DIRECTIONS ::
Set down, in full, every record in the block.

EXTRACTED INFORMATION ::
*** Block opens ***
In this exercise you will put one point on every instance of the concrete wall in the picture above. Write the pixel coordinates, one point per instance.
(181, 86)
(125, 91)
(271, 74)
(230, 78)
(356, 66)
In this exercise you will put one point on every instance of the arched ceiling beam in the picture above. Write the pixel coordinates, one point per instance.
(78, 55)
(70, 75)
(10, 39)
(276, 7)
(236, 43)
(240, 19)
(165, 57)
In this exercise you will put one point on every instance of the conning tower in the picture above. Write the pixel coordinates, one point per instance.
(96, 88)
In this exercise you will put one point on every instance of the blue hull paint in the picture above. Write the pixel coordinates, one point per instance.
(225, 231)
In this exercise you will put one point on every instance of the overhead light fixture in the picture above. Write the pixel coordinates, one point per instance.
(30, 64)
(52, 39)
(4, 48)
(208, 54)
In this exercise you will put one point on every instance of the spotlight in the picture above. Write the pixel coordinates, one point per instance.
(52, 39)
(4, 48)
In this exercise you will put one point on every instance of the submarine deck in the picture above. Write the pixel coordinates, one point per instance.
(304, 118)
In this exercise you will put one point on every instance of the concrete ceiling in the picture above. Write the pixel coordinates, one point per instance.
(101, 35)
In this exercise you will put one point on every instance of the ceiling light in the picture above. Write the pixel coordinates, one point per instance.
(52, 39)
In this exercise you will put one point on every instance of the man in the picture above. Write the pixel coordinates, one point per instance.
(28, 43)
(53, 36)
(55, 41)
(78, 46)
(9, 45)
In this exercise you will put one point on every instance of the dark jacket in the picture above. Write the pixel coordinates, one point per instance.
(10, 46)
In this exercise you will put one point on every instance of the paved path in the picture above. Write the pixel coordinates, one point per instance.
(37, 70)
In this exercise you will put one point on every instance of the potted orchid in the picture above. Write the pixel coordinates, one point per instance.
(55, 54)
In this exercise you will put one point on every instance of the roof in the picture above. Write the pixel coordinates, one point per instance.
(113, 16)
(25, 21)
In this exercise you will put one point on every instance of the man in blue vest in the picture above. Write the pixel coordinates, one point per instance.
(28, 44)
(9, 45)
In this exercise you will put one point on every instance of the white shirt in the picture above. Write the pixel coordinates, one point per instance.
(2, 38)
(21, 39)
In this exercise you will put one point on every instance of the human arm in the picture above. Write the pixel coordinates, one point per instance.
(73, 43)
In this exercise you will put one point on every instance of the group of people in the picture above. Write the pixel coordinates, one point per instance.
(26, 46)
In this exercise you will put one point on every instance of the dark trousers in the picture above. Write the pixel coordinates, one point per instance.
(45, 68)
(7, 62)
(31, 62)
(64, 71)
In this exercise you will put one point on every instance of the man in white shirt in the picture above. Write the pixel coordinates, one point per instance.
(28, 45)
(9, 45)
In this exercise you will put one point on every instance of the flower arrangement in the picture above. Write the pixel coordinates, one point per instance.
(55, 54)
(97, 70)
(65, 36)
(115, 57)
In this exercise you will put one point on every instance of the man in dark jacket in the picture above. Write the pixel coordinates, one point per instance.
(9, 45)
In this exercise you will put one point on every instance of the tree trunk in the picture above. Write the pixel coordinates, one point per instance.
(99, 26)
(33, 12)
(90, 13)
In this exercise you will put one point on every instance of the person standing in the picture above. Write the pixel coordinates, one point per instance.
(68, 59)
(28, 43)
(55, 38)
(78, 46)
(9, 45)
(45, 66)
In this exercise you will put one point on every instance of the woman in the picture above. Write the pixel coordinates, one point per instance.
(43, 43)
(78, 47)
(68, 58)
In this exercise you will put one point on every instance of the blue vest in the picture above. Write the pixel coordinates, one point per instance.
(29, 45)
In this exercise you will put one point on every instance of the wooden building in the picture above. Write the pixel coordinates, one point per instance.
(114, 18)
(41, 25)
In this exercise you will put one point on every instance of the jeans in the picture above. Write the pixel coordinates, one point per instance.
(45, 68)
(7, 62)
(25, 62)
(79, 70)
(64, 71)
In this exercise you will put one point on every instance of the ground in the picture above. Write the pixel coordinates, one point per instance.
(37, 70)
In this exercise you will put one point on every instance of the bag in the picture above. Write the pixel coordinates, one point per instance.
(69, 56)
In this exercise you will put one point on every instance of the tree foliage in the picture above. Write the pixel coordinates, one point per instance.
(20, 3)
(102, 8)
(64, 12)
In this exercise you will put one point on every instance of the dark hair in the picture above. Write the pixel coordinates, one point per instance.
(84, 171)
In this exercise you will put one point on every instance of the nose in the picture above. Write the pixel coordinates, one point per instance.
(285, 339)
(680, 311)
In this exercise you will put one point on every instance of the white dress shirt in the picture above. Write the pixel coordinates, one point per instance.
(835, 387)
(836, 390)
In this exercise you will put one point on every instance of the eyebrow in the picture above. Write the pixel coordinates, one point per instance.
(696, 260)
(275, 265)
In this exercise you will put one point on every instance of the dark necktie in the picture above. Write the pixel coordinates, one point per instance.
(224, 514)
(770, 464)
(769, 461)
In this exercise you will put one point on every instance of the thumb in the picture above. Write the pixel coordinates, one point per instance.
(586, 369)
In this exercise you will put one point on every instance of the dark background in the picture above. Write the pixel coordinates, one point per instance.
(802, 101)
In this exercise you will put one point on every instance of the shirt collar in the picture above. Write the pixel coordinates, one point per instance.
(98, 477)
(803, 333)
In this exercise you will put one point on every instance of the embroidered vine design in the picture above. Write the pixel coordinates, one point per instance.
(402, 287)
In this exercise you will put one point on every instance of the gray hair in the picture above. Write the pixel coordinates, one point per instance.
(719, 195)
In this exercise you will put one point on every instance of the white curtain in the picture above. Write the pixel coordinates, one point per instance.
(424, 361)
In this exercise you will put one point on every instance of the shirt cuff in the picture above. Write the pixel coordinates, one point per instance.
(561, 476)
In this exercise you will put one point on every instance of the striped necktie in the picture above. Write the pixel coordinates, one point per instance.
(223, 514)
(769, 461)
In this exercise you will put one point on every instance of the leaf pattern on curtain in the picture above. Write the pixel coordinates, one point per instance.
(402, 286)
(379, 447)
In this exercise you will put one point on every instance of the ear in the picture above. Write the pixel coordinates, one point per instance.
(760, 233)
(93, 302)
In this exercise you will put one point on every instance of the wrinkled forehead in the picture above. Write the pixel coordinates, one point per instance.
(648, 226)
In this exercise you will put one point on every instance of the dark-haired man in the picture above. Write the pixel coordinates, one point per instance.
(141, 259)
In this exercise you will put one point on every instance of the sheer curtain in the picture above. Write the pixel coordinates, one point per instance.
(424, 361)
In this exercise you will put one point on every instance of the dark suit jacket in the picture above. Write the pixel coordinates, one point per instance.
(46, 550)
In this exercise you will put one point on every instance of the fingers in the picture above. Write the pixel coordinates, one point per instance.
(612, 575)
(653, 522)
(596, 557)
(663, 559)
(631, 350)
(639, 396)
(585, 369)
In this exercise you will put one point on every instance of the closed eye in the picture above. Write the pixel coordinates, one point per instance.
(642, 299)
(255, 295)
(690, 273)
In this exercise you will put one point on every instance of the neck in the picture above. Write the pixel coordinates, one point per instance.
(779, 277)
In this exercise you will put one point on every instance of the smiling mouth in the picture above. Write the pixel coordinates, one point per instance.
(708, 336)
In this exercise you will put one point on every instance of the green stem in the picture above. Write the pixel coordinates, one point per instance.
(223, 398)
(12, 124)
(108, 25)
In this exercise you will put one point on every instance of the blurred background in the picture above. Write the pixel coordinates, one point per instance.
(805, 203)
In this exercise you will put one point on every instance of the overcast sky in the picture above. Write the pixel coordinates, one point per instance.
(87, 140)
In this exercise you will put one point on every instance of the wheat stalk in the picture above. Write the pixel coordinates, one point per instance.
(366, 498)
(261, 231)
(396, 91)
*** Block closes ***
RESULT BELOW ::
In this exercise you will put one point on every instance of the concrete wall in the picture above. Write the pixel coordinates, one point per instance.
(181, 86)
(125, 91)
(271, 74)
(230, 78)
(356, 66)
In this exercise you will put one point on every instance of the arched ceiling beam in the picture above. Write the pixel coordinates, one point per instance.
(78, 55)
(70, 75)
(10, 39)
(276, 7)
(236, 43)
(240, 19)
(165, 57)
In this exercise you will put one point on every instance of the conning tower in the picture above. Write the pixel coordinates, one point per instance.
(96, 88)
In this exercise you will put one point on every instance of the blue hull paint in the picture above. Write the pixel coordinates, one point per instance.
(225, 231)
In this exercise you will put one point on every instance of the overhead light fixture in the picture above. Write the pixel coordinates, one point per instance.
(30, 64)
(52, 39)
(4, 48)
(208, 54)
In this exercise you will put one point on every instance of the spotlight in the picture above. Write the pixel coordinates, one point per instance.
(52, 39)
(4, 48)
In this exercise you will put one point on every instance of the submarine deck in the picture above. Write the pixel coordinates, one point per instance.
(304, 118)
In this exercise you will put one point on every instance of the concrete ceiling in the picture above. Write the pixel coordinates, one point per instance.
(101, 35)
In this exercise you will put one point on every instance of the ceiling light in the picture above. Write the pixel coordinates, one point per instance.
(52, 39)
In this exercise you will put one point on every instance of the man in the picture above. Write the pixel coordinates, one point per instance.
(28, 43)
(53, 36)
(55, 41)
(78, 46)
(9, 45)
In this exercise you will put one point on every instance of the dark jacket in the picture above. Write the pixel coordinates, one point per instance.
(10, 46)
In this exercise you will put one point on every instance of the paved path in the picture above. Write the pixel coordinates, one point per instance.
(37, 70)
In this exercise you will put one point on every instance of the potted orchid in the picture above. Write the pixel coordinates, one point per instance.
(55, 54)
In this exercise you will put one point on every instance of the roof in the picture above. Write the pixel coordinates, one point per instance.
(113, 16)
(25, 21)
In this exercise you will put one point on every instance of the man in blue vest in the picture above. Write the pixel coordinates, one point per instance.
(28, 44)
(9, 45)
In this exercise you will put one point on every instance of the white shirt in the picture above. Write the pixel coordinates, one point per instance.
(2, 38)
(21, 39)
In this exercise you will put one point on every instance of the human arm in the picture above. Write the pixel coordinates, one point per instance.
(73, 43)
In this exercise you will put one point on every instance of the group of people in the picture above. Write the pixel coordinates, one point per instance.
(26, 46)
In this exercise you will put one point on every instance of the dark trousers in the picture above. Write the pixel coordinates, one point per instance.
(45, 68)
(7, 62)
(31, 62)
(64, 71)
In this exercise you will put one point on every instance of the man in white shirt in the picture above. Write the pixel coordinates, one point per instance.
(28, 45)
(9, 45)
In this exercise you will put one point on every instance of the flower arrangement in the picture above. Write the pixel coordinates, one point per instance.
(55, 54)
(97, 70)
(65, 36)
(115, 57)
In this exercise you will put one point on every instance of the man in dark jacket in the picture above. Write the pixel coordinates, one point per instance.
(9, 45)
In this exercise you will put one point on every instance of the tree trunk in the picture above. Write the pixel coordinates, one point per instance.
(99, 26)
(33, 12)
(90, 13)
In this exercise you will put one point on every instance of the person standing in the picture above. Write the pixel coordinates, one point per instance.
(68, 59)
(28, 43)
(55, 38)
(78, 46)
(9, 45)
(45, 66)
In this exercise you will put one point on every instance of the woman in the picture above. Write the pixel coordinates, one point per instance.
(43, 43)
(78, 47)
(68, 58)
In this exercise you will put one point on every instance of the blue vest in the picture above. Write the pixel coordinates, one point per instance.
(29, 45)
In this exercise you will put one point on every instance of the wooden building in the picture above. Write the pixel coordinates, one point per instance.
(114, 18)
(41, 25)
In this exercise you will put one point on every instance of the jeans in the picture above. Write the pixel coordinates, one point per instance.
(45, 68)
(7, 62)
(25, 62)
(79, 70)
(64, 71)
In this exercise you will put one point on every instance of the ground in the picture above. Write the pixel coordinates, one point per instance.
(37, 70)
In this exercise you will put one point on every instance of the bag in the picture above. Write the pixel coordinates, one point per instance.
(69, 56)
In this exercise you will put one point on every instance of the tree foliage in the picture above. Write the pixel coordinates, one point per instance.
(20, 3)
(102, 8)
(64, 12)
In this exercise you will put one point on every instance of the dark hair in the picture above. Write the pixel coordinates, one point per instance.
(84, 171)
In this exercise you will put one point on every instance of the nose in the picture above. Write the pixel coordinates, one point per instance.
(285, 339)
(680, 311)
In this exercise you will put one point on every instance of the white dress shirt in the picture above. Write the pixel coordinates, one point per instance.
(835, 387)
(836, 390)
In this exercise you will put one point on every instance of the eyebrow in the picture above. Write the pixel coordinates, one point per instance.
(696, 260)
(275, 265)
In this exercise you will put one point on every instance of the dark necktie in the picture above. Write the pixel coordinates, one point per instance.
(224, 514)
(770, 464)
(769, 461)
In this exercise you will put one point on every instance of the thumb in the picture above. Write the pixel coordinates, one point per instance.
(586, 369)
In this exercise you will put one point on every instance of the dark background in the picture above. Write the pixel coordinates, one point per instance.
(802, 101)
In this exercise you will put one point on every instance of the shirt collar in the picture above. Write the pixel coordinates, one point per instance.
(98, 477)
(803, 333)
In this exercise you will put one point on every instance of the embroidered vine design in the picture above. Write the pixel coordinates, one point per instance.
(402, 287)
In this exercise you will put one point on every instance of the gray hair in the picture above. Write the pixel coordinates, one point per instance.
(719, 195)
In this exercise you will put one point on every instance of the white curtain in the picture above. Write the pixel coordinates, one point per instance.
(424, 361)
In this exercise you will put one point on every instance of the shirt cuff in the picture above. Write the pixel coordinates, one point per instance.
(561, 476)
In this exercise you will put one point on every instance of the striped necktie in the picture above. Write the pixel coordinates, one point per instance.
(223, 514)
(769, 461)
In this exercise you will put one point on every instance of the leaf pattern on curtain in the picture above. Write the pixel coordinates, one point per instance.
(402, 286)
(379, 447)
In this exercise you will put one point on every instance of the ear in the picture above. Write the pixel coordinates, one point per instance.
(760, 233)
(93, 302)
In this exercise you will put one point on every instance of the wrinkled forehead in the picture above. Write the pixel coordinates, one point per instance.
(648, 226)
In this exercise you will put one point on every instance of the dark-haired man in the picture above. Write the pixel coordinates, one point per instance.
(141, 259)
In this exercise you will put one point on every instance of the sheer curtain in the picture above. Write the pixel coordinates, one point per instance.
(424, 361)
In this exercise you will put one point on every instance of the dark suit jacket in the picture above. Write the pixel coordinates, one point per instance.
(46, 550)
In this exercise you will put one point on every instance of the fingers in the picture above. Write the pixel coordinates, one point per instance.
(612, 575)
(653, 522)
(596, 557)
(663, 559)
(631, 350)
(639, 396)
(585, 369)
In this exercise you will put one point on every instance of the closed eye in the picture above. Write the pixel coordinates, one point per instance.
(642, 299)
(255, 295)
(690, 273)
In this exercise you will put one point on every instance of the neck in the picture above. Write the pixel coordinates, one point per instance.
(779, 277)
In this exercise you will put one point on every instance of the smiling mouth in the picture above. Write the pixel coordinates, one point per instance.
(708, 336)
In this exercise you will put one point on every instance of the green stem in the picture above. Write the pixel coordinates, one point per instance.
(223, 398)
(12, 124)
(108, 25)
In this exercise you will put one point on every instance of the blurred background in the picture above. Write the pixel coordinates, one point per instance.
(805, 203)
In this exercise you will put one point on every instance of the overcast sky in the picture above. Write the pixel coordinates, one point per instance.
(87, 140)
In this exercise you will put one point on every instance of the wheat stalk in the picture above. Write the pixel coordinates, one point per instance.
(366, 498)
(261, 231)
(396, 91)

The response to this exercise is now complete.